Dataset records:
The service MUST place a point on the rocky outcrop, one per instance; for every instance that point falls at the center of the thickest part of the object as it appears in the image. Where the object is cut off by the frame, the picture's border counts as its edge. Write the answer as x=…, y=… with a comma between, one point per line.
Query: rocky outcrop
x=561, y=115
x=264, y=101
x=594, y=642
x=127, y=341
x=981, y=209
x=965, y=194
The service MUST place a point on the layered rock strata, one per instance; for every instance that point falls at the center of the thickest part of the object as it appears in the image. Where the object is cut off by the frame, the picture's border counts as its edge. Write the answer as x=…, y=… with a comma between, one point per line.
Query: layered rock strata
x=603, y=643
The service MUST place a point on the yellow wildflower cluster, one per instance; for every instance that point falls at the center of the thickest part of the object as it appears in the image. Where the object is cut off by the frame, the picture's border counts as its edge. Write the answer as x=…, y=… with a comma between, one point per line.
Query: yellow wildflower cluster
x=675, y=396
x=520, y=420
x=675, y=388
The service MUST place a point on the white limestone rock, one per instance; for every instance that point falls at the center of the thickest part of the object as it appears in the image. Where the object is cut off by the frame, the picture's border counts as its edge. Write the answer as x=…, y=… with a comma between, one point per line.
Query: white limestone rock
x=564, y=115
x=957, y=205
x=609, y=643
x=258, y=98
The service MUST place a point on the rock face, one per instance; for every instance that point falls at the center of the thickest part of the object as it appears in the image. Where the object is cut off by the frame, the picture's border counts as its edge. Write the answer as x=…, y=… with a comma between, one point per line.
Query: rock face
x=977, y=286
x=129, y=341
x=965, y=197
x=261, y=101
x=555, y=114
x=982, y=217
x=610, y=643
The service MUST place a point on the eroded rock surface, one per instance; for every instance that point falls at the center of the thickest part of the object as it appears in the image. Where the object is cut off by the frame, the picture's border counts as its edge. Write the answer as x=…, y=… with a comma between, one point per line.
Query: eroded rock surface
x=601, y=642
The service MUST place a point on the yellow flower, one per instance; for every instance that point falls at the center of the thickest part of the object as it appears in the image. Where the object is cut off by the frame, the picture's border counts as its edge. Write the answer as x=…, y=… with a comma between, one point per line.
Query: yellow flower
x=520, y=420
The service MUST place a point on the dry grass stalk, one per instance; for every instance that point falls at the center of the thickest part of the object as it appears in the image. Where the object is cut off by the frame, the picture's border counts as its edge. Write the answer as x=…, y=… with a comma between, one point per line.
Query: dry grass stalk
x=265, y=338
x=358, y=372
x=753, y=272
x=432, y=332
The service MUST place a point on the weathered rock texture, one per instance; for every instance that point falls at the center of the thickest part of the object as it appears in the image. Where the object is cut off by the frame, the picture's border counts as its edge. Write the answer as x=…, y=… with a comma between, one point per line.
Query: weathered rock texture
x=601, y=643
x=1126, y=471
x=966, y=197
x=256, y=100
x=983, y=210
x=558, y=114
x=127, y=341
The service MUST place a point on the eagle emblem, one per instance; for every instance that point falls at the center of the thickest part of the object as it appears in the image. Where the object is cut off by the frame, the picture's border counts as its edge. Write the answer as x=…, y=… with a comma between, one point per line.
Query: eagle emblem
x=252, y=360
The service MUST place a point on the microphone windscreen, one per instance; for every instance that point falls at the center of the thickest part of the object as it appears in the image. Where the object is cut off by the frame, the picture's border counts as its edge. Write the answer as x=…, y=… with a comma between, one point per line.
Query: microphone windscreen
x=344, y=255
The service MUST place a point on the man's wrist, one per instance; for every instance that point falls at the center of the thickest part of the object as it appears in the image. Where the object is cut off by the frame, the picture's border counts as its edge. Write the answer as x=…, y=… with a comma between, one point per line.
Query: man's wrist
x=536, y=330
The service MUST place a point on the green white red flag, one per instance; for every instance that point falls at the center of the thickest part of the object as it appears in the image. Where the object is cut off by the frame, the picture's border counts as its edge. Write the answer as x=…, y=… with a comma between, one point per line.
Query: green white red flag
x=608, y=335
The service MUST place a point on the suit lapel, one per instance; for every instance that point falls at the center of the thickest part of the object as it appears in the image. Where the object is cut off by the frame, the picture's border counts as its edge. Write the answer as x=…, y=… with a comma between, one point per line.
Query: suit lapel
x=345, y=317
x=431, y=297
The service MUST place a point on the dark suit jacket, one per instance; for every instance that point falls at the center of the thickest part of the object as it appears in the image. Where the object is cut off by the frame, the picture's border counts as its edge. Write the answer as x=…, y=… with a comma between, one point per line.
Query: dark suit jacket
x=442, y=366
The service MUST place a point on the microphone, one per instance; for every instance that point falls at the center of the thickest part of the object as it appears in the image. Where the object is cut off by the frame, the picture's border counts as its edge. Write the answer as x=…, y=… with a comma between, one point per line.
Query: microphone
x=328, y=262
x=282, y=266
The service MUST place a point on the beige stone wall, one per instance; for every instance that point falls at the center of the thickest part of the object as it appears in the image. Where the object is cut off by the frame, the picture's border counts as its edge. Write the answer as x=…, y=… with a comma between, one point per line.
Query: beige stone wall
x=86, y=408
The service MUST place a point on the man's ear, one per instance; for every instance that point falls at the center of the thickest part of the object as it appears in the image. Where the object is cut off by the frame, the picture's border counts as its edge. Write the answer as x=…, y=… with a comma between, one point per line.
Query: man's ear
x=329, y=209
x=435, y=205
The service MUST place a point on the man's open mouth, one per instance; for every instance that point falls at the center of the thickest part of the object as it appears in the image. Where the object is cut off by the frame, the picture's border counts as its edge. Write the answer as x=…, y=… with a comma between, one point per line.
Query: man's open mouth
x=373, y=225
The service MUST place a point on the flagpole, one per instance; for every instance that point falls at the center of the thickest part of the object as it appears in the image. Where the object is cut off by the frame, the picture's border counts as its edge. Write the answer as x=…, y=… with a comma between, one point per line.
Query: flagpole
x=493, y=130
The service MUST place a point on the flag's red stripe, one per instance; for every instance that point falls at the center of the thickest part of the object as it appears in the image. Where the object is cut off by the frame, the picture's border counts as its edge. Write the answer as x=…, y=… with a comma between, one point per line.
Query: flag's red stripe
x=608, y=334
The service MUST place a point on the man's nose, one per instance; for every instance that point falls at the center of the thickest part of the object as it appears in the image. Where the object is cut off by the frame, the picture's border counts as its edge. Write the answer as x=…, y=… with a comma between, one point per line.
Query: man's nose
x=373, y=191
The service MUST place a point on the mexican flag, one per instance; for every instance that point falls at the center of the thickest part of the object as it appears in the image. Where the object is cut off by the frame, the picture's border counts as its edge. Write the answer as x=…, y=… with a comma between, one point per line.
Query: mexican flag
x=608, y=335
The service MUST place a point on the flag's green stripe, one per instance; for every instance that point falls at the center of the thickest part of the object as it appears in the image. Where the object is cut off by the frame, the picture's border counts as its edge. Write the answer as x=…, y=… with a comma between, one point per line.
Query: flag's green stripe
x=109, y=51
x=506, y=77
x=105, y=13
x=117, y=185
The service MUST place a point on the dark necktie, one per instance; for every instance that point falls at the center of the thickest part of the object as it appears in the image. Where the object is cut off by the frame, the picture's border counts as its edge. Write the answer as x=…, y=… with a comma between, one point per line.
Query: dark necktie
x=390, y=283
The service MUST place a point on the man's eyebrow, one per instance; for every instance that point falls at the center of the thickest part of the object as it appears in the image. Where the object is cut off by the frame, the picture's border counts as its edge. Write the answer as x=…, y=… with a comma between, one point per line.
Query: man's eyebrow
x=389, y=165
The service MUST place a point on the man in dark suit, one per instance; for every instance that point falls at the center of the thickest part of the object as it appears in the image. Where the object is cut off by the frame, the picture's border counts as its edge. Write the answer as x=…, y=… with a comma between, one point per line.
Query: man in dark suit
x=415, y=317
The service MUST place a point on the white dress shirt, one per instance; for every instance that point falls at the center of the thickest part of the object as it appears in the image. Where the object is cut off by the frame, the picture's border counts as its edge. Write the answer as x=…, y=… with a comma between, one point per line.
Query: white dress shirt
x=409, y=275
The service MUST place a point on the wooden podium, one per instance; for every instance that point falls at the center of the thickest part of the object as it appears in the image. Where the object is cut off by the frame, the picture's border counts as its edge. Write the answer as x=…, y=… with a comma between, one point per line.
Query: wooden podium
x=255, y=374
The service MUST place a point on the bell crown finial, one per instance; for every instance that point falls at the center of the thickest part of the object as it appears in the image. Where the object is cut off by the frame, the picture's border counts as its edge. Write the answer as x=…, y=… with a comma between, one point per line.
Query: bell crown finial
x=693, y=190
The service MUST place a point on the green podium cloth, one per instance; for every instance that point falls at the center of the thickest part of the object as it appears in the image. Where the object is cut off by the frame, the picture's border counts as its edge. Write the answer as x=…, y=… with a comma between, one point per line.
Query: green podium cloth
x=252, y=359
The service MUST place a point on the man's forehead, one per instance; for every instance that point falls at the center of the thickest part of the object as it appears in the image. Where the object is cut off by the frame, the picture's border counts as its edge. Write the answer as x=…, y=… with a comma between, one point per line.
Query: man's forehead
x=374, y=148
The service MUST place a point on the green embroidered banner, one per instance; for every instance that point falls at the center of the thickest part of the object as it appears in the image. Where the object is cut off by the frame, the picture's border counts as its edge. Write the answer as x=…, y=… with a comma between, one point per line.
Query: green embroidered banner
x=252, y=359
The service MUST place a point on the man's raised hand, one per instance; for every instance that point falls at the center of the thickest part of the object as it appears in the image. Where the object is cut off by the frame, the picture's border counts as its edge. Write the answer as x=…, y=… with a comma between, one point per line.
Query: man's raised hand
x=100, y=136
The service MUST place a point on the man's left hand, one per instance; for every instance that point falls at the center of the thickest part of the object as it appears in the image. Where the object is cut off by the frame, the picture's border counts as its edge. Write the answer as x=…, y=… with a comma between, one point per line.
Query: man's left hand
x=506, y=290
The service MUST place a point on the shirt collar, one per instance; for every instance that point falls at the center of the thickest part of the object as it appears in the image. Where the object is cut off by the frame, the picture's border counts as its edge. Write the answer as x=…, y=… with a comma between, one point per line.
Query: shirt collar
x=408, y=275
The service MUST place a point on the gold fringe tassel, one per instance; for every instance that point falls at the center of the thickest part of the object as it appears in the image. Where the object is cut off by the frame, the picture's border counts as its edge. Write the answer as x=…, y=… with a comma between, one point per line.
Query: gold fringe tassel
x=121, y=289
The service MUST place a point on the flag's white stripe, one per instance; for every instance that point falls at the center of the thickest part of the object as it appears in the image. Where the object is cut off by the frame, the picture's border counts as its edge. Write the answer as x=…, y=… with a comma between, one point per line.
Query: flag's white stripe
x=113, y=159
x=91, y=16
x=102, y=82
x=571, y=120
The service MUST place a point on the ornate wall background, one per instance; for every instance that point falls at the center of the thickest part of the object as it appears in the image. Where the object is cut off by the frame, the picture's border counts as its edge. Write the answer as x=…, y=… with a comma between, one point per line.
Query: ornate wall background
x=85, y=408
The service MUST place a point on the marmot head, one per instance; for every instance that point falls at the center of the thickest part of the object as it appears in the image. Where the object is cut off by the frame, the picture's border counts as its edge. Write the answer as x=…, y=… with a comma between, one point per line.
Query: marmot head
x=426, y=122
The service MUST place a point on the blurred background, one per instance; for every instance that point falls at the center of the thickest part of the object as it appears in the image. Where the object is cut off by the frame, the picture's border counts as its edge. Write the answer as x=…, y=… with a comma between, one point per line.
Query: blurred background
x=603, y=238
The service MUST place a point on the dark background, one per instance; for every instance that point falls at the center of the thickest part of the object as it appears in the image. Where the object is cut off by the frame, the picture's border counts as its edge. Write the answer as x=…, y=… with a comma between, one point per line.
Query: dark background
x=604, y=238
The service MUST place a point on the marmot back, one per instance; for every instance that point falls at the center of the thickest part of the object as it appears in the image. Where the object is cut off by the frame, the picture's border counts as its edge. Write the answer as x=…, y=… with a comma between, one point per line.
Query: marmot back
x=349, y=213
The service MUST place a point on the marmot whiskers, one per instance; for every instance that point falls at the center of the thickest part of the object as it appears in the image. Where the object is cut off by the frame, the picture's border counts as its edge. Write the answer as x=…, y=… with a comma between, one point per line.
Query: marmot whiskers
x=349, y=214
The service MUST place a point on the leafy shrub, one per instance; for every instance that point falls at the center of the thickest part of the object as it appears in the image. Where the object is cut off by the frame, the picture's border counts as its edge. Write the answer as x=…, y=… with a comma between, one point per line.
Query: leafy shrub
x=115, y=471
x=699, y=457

▸ Directions
Convert the entries, starting with the line containing "The service MUST place a point on the man in" and going on through the line containing "x=415, y=317", into a numbered list with blank lines left out.

▸ The result
1. The service MUST place a point on the man in dark suit, one per instance; for every instance that point falls at the center of the thickest part of the object as it appears in the image. Where the object is cut off by the frame, the picture's border counts as its edge. Write the answer as x=…, y=… with a comma between, one point per line.
2. Query: man in dark suit
3. x=415, y=317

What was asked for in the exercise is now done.